TEKS YANG DIBERIKAN:
Karena semua inilah, sering kali kita mendapati diri-diri kita di hadapan gejala yang mengerikan,
yaitu bahwa gerakan Islam menjadi lebih dekat kepada model dan ilustrasi belaka serta lebih
dekat kepada formalitas atau hizbiyyah.
PENUTUP
Semoga pembahasan ini -walaupun ringkas- dapat dipakai sebagai rujukan bagi para da'i untuk
ingat sete;ah lalai dan terjaga setelah mereka terbuai. Agar mereka tidak mendahulukan amalan
dan ucapan apapun kecuali setelah berilmu, mendapatkan kejelasan serta pengetahuan dan
ketetapan.
Semoga Allah Subhanahu wa Ta'ala memberikan kepada al-Imam al-Bukhari yang mengatakan :
"Tidaklah aku menetapkan sesuatu dengan tanpa ilmu sama sekali semenjak aku berakal"
Pembahasan ini pula para aktifis Islam dapat instropeksi untuk berhenti dari tahazzub
(berkelompok-kelompok), menolak al-haq dari ahlinya dan saling melibas/menggilas diantara
mereka. Agar mereka dapat melihat kembali kepentingan dirinya, yaitu sebagai pembawa
dakwah yang paling mulia dan beramal demi tujuan yang utama (ridha Allah, -ed). Sehingga
pribadi-pribadi mereka menjadi kokoh dan komitmen ketika membuat perjanjian dengan Allah
agar mereka berada pada puncak ke-Islaman dan masa mereka. Maka amalannya dalam Islam
bersih dari pembicaraan sekitar pribadi dan berputar-putar di sekitar dzat seseorang. Dan apaapa
yang di sisi Allah itu lebih baik dan lebih kekal.

MATERI YANG DITAMPILKAN:
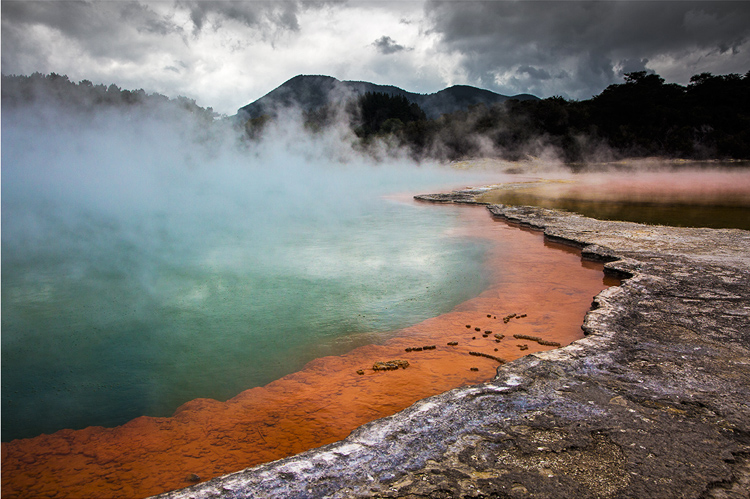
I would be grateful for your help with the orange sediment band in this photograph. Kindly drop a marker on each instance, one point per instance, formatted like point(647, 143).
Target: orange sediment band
point(331, 396)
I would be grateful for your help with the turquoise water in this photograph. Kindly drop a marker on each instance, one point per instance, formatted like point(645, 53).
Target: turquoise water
point(136, 280)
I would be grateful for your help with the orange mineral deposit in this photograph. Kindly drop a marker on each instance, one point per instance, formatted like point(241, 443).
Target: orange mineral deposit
point(547, 286)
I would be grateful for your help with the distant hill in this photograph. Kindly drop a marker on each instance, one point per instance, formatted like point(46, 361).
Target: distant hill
point(312, 92)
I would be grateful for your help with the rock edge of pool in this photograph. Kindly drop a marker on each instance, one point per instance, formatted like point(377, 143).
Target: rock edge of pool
point(653, 402)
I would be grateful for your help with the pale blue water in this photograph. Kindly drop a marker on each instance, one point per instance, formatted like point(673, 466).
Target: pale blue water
point(136, 276)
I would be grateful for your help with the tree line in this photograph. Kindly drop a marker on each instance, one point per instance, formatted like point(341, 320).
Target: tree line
point(707, 119)
point(644, 116)
point(18, 90)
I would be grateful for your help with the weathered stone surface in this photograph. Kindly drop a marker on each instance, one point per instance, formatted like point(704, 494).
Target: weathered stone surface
point(653, 402)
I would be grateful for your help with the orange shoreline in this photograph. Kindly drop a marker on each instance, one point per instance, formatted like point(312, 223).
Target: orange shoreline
point(327, 399)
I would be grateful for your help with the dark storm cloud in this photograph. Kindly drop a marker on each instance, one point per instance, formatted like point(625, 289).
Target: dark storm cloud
point(100, 29)
point(581, 47)
point(387, 45)
point(279, 15)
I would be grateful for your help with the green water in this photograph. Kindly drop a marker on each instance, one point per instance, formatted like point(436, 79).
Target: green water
point(140, 271)
point(98, 336)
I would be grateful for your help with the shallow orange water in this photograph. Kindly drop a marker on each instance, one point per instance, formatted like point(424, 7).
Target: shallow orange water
point(326, 400)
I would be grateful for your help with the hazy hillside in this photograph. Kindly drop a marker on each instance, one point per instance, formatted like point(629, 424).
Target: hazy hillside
point(310, 93)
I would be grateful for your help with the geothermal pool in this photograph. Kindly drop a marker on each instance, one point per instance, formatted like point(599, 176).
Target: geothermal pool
point(141, 271)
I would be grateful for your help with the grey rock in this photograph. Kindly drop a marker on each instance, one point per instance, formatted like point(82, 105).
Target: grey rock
point(654, 402)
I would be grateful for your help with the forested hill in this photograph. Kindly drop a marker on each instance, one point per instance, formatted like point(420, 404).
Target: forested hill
point(707, 119)
point(311, 93)
point(643, 116)
point(19, 90)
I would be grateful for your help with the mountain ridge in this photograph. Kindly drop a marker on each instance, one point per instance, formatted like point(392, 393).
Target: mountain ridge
point(311, 92)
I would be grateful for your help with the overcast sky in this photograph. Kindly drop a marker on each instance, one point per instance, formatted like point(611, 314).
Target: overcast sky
point(227, 54)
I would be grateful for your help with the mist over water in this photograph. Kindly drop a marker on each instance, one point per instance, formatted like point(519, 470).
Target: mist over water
point(149, 259)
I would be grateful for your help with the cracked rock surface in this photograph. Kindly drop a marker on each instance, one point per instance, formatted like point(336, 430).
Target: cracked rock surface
point(653, 403)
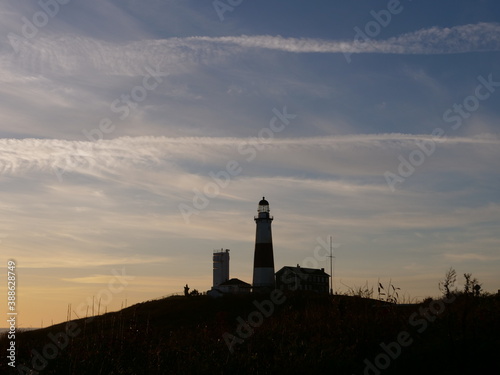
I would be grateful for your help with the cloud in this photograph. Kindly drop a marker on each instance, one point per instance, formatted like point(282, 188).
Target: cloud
point(435, 40)
point(108, 157)
point(74, 55)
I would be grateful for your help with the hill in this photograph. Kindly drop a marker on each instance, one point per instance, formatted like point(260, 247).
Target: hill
point(263, 334)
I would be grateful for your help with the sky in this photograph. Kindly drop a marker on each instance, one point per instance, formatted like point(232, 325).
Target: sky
point(136, 137)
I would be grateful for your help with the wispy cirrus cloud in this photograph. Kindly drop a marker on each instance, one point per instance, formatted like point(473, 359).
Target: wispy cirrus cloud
point(67, 55)
point(369, 154)
point(435, 40)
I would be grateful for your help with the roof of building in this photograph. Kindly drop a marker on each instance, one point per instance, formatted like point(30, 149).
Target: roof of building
point(235, 281)
point(309, 271)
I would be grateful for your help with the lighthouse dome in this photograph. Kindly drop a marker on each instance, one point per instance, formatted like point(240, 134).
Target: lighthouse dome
point(263, 202)
point(263, 206)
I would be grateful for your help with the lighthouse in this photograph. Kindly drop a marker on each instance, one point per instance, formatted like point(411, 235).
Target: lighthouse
point(263, 261)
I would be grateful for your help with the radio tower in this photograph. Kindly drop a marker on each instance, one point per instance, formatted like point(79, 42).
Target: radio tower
point(263, 261)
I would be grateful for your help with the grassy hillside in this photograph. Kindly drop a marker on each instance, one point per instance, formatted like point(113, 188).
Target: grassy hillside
point(300, 333)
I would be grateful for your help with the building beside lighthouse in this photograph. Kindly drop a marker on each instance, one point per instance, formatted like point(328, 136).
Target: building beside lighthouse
point(263, 261)
point(288, 279)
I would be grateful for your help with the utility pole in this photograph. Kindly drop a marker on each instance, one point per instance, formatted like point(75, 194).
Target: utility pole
point(331, 266)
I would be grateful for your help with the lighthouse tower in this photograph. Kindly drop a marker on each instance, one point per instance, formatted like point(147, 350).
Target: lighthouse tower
point(263, 261)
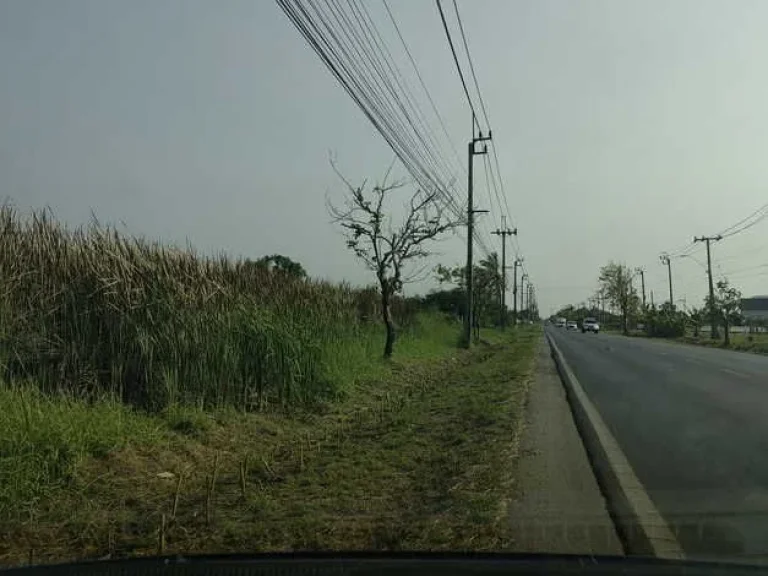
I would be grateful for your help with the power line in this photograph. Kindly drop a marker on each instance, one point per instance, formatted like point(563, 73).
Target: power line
point(334, 45)
point(424, 86)
point(746, 223)
point(399, 79)
point(485, 115)
point(458, 67)
point(471, 66)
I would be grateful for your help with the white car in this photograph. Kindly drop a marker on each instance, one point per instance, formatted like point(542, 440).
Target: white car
point(590, 325)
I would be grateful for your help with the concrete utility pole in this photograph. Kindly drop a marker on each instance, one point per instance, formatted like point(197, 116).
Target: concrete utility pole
point(504, 232)
point(665, 259)
point(522, 295)
point(518, 262)
point(642, 283)
point(712, 312)
point(471, 229)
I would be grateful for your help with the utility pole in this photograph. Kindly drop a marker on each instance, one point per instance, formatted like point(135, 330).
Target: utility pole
point(522, 295)
point(471, 228)
point(713, 313)
point(518, 262)
point(665, 259)
point(504, 232)
point(642, 283)
point(602, 307)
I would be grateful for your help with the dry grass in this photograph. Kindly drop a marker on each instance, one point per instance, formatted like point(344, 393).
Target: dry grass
point(419, 455)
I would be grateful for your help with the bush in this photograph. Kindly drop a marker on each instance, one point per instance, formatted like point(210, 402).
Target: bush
point(664, 324)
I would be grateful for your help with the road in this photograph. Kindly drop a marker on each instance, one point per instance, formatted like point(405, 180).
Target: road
point(693, 423)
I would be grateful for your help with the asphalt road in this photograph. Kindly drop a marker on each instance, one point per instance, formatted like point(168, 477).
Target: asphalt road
point(693, 423)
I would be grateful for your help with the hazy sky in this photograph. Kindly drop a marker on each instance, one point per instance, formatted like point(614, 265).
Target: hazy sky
point(623, 128)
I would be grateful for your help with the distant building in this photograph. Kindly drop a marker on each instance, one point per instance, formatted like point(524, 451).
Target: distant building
point(755, 308)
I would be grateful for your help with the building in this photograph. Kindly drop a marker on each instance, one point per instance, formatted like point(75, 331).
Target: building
point(755, 309)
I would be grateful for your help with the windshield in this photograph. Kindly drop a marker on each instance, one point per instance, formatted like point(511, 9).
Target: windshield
point(319, 276)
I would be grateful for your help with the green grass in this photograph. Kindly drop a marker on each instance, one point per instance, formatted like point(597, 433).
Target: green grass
point(418, 452)
point(756, 343)
point(92, 312)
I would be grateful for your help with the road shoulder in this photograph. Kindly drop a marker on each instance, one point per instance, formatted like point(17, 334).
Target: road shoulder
point(559, 508)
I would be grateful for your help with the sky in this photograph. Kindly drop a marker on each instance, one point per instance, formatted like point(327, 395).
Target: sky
point(623, 129)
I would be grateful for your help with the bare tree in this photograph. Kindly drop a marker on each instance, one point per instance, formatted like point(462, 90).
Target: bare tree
point(616, 283)
point(385, 248)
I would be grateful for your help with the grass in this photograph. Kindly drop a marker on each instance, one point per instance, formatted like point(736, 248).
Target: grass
point(418, 453)
point(91, 312)
point(756, 343)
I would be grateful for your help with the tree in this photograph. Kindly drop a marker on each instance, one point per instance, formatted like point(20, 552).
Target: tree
point(696, 316)
point(486, 278)
point(727, 306)
point(385, 248)
point(282, 264)
point(616, 284)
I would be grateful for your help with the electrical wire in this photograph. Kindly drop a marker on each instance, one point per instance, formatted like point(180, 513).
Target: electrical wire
point(471, 66)
point(458, 67)
point(346, 60)
point(746, 223)
point(423, 85)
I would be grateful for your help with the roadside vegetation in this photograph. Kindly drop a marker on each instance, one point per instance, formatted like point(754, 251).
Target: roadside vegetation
point(628, 314)
point(158, 400)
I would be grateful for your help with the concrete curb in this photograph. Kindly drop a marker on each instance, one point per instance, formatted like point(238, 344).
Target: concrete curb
point(639, 523)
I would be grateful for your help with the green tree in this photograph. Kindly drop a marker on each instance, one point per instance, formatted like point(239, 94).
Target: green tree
point(696, 317)
point(616, 284)
point(282, 264)
point(486, 278)
point(727, 306)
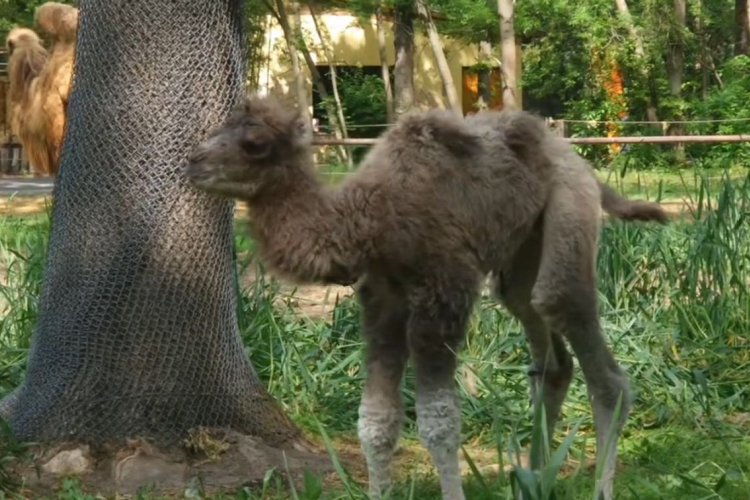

INSTRUKSI TERTULIS A: Menurut teks tentang dakwah dan gerakan Islam, apa arti istilah tahazzub?
INSTRUKSI TERTULIS B: Sambung teks tentang dakwah dan gerakan Islam mulai dari sesudah kalimat terakhirnya.
Materi tersebut tidak diperlukan untuk mengerjakan tugas apa pun.

JAWABAN TUGAS A: Tahazzub berarti berkelompok-kelompok.

JAWABAN TUGAS B:
Serta merupakan peringatan bagi orang-orang yang berusaha mengangkat Islam demi
kepentingan pribadi, menjual jiwa-jiwa dan Islam mereka pada pasaran politik yang murah serta
menjadi boneka-boneka yang digerakkan, dan tidak ada campur tangannya sedikitpun dalam
perkara tersebut. Pada akhirnya mereka paham bahwa disyariatkannya sarana (wasilah)
tergantung dari disyariatkannya tujuan (ghayah). Sehingga merekapun hidup untuk akhirat.
Maka ketika mereka berusaha memperbaiki perangainya di hadapan manusia, mereka yakin
bahwa sesungguhnya Allah Subhanahu wa Ta'ala mengawasi mereka dan akan menghentikan
(mematikan) serta menanyai mereka. Dan sesungguhnya agama ini tetap terjaga dengan
penjagaan Allah Subhanahu wa Ta'ala serta akan hilang kejelekan dari padanya, seperti ububan
(alat pandai besi) menghilangkan (karat) besi.
Merupakan kesempatan pula bagi para dai kepada Allah Subhanahu wa Ta'ala, yang melakukan
amar ma'ruf nahi mungkar, agar mereka meninjau kembali sarana dan metode (dakwah) mereka.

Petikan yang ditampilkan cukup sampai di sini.